Referring expression data:
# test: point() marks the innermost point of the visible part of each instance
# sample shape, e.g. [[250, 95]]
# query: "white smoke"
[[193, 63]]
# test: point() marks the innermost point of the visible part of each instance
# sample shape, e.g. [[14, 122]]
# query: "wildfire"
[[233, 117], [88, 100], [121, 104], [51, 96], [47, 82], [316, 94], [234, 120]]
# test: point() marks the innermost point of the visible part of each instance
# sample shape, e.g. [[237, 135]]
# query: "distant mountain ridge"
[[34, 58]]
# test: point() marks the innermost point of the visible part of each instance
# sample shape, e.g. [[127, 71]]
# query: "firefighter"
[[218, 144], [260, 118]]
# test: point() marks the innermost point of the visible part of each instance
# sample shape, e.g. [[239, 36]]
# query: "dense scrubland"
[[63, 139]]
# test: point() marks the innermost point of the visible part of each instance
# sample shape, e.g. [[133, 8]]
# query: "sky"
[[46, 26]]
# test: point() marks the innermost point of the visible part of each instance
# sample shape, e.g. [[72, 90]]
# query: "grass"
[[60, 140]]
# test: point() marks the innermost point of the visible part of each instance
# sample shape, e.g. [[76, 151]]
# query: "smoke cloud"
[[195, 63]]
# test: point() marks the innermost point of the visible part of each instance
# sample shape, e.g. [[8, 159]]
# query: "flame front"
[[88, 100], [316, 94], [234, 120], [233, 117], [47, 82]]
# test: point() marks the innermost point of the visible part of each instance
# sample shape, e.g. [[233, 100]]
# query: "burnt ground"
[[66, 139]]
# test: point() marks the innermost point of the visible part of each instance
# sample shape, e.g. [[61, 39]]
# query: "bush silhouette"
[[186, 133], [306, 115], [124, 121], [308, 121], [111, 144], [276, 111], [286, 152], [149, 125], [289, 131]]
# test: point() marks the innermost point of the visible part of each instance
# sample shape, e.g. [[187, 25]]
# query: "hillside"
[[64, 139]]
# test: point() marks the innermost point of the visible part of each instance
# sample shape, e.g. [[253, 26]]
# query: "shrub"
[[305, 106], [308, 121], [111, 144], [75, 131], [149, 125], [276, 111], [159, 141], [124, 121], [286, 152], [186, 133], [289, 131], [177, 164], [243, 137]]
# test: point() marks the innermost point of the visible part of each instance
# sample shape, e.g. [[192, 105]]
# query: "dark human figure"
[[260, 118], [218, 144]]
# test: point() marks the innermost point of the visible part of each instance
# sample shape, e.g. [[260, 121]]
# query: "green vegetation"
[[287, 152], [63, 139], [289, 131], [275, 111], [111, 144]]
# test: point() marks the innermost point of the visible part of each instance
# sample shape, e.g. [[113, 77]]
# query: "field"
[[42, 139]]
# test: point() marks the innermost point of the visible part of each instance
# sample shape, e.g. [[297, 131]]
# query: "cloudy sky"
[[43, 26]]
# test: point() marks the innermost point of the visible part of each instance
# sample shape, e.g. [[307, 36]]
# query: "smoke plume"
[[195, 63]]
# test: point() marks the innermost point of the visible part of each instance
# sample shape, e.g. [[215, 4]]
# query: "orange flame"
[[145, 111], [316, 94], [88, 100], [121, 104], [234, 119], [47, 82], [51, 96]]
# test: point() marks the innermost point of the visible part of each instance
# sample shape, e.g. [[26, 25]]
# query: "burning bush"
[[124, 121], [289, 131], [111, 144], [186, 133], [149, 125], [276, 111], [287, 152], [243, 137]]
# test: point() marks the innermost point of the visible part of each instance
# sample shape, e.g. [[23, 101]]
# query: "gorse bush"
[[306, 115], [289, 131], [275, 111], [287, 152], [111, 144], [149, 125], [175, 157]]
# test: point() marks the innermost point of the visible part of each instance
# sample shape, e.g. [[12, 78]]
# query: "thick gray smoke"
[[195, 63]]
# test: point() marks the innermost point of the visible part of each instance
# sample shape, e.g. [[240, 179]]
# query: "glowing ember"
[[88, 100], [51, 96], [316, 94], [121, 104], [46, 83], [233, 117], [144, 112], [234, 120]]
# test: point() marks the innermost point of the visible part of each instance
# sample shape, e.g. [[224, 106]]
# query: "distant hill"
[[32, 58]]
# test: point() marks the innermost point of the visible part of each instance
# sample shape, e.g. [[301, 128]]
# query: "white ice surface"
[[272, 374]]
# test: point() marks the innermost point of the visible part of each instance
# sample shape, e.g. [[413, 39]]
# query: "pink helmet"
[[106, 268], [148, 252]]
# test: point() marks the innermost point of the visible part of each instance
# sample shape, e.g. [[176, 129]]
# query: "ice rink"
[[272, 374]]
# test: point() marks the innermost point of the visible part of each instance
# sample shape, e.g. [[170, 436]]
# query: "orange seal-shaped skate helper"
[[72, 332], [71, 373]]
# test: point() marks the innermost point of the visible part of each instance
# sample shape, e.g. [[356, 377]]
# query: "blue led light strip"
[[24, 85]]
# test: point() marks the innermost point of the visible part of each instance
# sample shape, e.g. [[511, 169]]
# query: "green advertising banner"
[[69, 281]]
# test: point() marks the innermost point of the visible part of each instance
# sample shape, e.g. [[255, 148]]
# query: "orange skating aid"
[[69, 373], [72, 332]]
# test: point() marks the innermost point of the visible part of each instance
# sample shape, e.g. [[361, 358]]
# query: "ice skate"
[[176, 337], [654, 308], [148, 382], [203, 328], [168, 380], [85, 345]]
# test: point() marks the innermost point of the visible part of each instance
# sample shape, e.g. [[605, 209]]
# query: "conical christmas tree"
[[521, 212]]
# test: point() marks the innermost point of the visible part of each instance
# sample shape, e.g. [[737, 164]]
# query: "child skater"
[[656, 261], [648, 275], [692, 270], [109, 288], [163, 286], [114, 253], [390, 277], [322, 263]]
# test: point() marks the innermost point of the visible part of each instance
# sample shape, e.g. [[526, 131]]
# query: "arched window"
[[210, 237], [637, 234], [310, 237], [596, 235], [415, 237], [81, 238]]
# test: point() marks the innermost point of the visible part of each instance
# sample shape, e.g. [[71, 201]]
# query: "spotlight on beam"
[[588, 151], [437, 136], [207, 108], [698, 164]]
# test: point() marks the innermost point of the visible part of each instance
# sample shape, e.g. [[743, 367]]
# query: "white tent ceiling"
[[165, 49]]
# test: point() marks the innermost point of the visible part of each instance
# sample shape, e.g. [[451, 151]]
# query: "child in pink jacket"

*AIM OF THE TASK:*
Please restate the records word for word. Go from the first line to the line with "# sample shape, e.g. [[14, 122]]" and include both.

*EXERCISE RESULT:*
# test: point() marks the innermost point of the visible part of each instance
# sample shape, e.g. [[250, 95]]
# query: "white smoke"
[[193, 63]]
# test: point() marks the innermost point of the visible part of each instance
# sample shape, e.g. [[14, 122]]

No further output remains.